╭─ Extracted records

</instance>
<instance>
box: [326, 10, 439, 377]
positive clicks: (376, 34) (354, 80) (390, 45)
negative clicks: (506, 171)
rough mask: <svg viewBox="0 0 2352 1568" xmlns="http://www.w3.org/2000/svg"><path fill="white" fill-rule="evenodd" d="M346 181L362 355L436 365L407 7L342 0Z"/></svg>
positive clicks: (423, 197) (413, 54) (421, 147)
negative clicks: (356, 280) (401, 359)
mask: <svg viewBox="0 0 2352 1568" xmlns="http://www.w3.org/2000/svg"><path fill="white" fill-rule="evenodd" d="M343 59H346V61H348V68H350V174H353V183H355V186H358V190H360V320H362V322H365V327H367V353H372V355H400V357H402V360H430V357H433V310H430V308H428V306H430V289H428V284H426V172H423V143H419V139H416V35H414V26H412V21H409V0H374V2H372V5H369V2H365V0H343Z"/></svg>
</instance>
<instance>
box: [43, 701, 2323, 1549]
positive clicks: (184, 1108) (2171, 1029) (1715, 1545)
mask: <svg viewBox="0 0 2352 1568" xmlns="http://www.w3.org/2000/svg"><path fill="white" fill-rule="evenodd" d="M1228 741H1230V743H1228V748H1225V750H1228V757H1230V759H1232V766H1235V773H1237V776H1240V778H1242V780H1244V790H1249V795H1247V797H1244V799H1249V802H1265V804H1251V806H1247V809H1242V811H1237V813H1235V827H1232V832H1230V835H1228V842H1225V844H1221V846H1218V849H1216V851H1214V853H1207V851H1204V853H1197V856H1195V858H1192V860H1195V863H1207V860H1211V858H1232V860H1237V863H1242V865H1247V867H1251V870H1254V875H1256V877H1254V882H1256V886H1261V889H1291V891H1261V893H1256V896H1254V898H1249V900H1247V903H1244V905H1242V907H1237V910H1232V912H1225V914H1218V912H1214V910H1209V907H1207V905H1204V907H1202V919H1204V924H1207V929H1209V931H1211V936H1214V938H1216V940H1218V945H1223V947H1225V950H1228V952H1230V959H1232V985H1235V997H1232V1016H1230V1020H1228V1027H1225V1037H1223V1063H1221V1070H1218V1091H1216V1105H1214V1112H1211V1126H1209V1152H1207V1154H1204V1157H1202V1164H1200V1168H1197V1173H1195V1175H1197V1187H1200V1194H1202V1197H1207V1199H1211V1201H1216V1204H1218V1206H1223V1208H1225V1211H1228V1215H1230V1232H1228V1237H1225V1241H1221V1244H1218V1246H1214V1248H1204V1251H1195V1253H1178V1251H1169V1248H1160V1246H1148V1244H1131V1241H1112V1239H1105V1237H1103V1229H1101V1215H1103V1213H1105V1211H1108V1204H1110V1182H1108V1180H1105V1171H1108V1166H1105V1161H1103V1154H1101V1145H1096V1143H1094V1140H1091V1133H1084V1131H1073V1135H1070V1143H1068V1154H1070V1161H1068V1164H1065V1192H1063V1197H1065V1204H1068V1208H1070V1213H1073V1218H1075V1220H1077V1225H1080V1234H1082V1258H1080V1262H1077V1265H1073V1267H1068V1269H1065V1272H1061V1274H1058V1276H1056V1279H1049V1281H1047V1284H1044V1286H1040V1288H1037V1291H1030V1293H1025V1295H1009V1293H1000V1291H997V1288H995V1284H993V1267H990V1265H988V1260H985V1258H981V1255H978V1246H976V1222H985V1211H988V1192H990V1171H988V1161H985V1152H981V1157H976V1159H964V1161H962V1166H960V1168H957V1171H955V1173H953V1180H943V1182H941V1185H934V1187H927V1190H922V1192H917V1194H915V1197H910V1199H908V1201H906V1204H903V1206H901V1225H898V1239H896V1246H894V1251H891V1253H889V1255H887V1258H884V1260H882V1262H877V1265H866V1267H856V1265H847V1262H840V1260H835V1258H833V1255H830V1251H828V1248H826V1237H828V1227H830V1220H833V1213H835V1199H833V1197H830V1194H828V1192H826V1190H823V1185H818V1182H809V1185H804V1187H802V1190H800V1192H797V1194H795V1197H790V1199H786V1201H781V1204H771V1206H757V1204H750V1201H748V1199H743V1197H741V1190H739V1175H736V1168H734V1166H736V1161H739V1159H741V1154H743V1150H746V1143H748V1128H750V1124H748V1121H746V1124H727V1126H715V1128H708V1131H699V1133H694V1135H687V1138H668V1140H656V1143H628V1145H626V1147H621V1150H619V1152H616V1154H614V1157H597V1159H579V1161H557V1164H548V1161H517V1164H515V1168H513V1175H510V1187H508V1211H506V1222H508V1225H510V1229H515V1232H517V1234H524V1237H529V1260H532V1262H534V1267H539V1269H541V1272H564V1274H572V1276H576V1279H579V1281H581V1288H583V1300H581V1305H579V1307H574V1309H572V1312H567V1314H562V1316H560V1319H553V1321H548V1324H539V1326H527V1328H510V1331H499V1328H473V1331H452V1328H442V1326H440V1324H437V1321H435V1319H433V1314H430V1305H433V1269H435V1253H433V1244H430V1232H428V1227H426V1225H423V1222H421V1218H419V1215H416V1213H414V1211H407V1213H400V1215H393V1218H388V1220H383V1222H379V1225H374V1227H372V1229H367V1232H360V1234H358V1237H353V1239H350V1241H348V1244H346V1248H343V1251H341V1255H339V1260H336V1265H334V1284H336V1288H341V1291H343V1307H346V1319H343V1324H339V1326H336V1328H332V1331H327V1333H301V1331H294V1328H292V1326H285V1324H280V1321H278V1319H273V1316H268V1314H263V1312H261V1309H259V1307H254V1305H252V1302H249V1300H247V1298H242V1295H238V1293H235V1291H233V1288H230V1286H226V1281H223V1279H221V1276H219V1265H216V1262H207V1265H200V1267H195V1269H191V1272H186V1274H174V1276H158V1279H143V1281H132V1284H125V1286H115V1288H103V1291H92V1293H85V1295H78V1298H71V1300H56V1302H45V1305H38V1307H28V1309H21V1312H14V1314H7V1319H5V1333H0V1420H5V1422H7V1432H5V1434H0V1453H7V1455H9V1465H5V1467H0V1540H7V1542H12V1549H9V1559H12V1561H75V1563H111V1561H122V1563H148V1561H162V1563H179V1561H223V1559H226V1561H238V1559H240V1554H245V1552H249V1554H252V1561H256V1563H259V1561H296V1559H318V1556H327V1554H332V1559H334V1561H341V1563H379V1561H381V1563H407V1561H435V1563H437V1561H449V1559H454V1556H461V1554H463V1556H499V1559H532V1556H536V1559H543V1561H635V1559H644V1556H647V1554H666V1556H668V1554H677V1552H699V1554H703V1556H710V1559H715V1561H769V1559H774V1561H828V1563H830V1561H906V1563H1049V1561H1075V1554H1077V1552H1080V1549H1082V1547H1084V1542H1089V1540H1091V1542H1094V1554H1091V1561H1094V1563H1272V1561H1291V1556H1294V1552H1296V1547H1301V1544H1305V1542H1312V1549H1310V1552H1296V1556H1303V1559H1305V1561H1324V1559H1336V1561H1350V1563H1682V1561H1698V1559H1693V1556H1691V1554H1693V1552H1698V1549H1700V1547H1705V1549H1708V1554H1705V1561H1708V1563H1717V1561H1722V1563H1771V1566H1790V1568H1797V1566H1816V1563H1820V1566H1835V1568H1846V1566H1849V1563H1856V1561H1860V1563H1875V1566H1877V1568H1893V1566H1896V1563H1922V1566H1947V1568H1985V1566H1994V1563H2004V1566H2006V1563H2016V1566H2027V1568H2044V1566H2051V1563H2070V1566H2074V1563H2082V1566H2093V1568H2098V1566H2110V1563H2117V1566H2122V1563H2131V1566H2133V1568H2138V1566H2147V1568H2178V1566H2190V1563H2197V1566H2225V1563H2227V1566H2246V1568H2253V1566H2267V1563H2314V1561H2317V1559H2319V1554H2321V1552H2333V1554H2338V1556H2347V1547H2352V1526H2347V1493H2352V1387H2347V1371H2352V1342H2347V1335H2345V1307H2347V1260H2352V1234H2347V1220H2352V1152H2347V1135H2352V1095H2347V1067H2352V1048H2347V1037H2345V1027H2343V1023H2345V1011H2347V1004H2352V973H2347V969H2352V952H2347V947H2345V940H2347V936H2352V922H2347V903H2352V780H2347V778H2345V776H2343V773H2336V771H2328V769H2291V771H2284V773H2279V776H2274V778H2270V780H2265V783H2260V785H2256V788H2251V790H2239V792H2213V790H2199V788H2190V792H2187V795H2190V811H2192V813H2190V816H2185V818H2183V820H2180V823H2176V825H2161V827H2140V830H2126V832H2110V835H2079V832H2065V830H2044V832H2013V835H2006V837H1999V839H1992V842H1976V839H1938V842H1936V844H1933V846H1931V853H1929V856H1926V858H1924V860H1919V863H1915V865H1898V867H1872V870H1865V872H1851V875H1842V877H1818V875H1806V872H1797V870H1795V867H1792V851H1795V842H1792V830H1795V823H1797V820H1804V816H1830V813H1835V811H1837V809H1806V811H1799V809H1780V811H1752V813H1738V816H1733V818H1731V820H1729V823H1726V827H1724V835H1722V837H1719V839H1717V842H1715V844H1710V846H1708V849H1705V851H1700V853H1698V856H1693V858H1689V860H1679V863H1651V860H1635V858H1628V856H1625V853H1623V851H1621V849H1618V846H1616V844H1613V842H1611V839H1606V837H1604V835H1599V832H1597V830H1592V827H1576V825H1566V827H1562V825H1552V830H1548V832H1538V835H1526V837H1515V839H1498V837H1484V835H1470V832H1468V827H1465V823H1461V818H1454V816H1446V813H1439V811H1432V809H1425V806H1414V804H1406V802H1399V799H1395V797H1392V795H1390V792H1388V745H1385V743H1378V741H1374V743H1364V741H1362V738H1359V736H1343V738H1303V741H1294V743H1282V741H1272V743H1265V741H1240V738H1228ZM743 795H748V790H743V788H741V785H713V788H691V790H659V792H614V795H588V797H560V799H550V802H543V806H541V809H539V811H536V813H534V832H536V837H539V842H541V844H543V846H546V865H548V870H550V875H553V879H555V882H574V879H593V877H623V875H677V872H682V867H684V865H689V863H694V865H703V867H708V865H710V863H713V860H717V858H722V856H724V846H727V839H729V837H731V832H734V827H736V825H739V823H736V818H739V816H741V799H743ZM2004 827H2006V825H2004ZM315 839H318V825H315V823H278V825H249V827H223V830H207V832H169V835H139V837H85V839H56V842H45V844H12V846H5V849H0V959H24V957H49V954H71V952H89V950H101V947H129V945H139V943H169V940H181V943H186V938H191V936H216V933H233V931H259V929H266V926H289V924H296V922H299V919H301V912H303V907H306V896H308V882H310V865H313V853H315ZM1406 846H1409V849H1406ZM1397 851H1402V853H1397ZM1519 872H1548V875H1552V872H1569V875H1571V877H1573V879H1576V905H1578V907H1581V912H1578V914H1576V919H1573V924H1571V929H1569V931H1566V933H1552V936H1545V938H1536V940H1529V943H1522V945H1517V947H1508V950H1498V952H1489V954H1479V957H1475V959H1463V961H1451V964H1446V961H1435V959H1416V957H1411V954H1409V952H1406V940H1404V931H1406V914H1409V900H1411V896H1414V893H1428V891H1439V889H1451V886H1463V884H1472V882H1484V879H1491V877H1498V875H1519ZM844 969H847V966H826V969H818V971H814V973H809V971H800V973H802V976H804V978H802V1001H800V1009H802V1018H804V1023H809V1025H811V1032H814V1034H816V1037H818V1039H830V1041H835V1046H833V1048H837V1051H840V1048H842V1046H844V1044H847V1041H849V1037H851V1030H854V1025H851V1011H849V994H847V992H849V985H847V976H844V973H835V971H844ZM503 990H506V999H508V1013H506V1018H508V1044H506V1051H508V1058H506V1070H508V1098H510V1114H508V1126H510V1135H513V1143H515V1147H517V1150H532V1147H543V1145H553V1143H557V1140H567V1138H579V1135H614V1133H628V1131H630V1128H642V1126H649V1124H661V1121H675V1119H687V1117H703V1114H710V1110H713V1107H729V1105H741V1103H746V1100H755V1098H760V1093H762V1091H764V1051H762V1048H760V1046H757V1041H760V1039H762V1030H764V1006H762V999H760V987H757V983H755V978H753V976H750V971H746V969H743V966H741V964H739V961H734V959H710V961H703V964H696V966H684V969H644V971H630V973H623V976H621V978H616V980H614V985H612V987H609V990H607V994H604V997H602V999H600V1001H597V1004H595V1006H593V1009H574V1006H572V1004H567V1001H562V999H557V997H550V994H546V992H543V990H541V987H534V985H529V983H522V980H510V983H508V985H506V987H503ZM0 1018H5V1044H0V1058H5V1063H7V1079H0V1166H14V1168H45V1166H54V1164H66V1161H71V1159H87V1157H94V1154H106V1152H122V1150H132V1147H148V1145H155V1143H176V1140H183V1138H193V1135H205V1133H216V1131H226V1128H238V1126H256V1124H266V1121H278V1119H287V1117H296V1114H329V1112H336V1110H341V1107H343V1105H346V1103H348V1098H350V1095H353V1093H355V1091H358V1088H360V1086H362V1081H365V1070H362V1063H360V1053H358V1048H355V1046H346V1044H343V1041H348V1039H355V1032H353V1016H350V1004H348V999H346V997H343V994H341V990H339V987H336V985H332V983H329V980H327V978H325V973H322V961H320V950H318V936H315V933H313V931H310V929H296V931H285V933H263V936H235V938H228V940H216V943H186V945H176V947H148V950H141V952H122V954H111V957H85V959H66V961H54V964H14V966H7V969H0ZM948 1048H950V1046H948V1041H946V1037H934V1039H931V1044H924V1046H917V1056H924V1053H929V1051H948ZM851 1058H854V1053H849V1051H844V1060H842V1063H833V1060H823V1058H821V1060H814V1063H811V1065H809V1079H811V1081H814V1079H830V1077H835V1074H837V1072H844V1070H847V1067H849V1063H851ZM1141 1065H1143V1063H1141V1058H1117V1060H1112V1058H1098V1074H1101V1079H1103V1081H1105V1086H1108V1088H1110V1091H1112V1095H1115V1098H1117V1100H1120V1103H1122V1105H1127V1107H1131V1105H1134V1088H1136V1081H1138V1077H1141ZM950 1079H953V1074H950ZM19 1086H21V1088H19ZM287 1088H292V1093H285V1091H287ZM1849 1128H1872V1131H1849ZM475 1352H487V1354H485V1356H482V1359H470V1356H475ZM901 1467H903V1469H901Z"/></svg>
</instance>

╰─

Task details —
Copy out the rows above verbatim, from their first line through the line that contains "positive clicks: (184, 1108)", including both ends.

Output for this task —
</instance>
<instance>
box: [326, 10, 439, 377]
positive clicks: (376, 34) (354, 80) (390, 45)
negative clicks: (506, 171)
rough mask: <svg viewBox="0 0 2352 1568" xmlns="http://www.w3.org/2000/svg"><path fill="white" fill-rule="evenodd" d="M346 181L362 355L436 365L407 7L342 0Z"/></svg>
positive clicks: (423, 197) (413, 54) (421, 147)
negative clicks: (356, 280) (401, 359)
mask: <svg viewBox="0 0 2352 1568" xmlns="http://www.w3.org/2000/svg"><path fill="white" fill-rule="evenodd" d="M343 59H346V61H348V68H350V174H353V183H355V186H358V190H360V320H362V322H365V327H367V353H372V355H400V357H402V360H430V357H433V310H430V308H428V306H430V289H428V284H426V172H423V143H419V139H416V35H414V26H412V21H409V0H374V2H372V5H369V2H365V0H343Z"/></svg>
</instance>
<instance>
box: [43, 701, 2323, 1549]
positive clicks: (184, 1108) (2171, 1029) (1715, 1545)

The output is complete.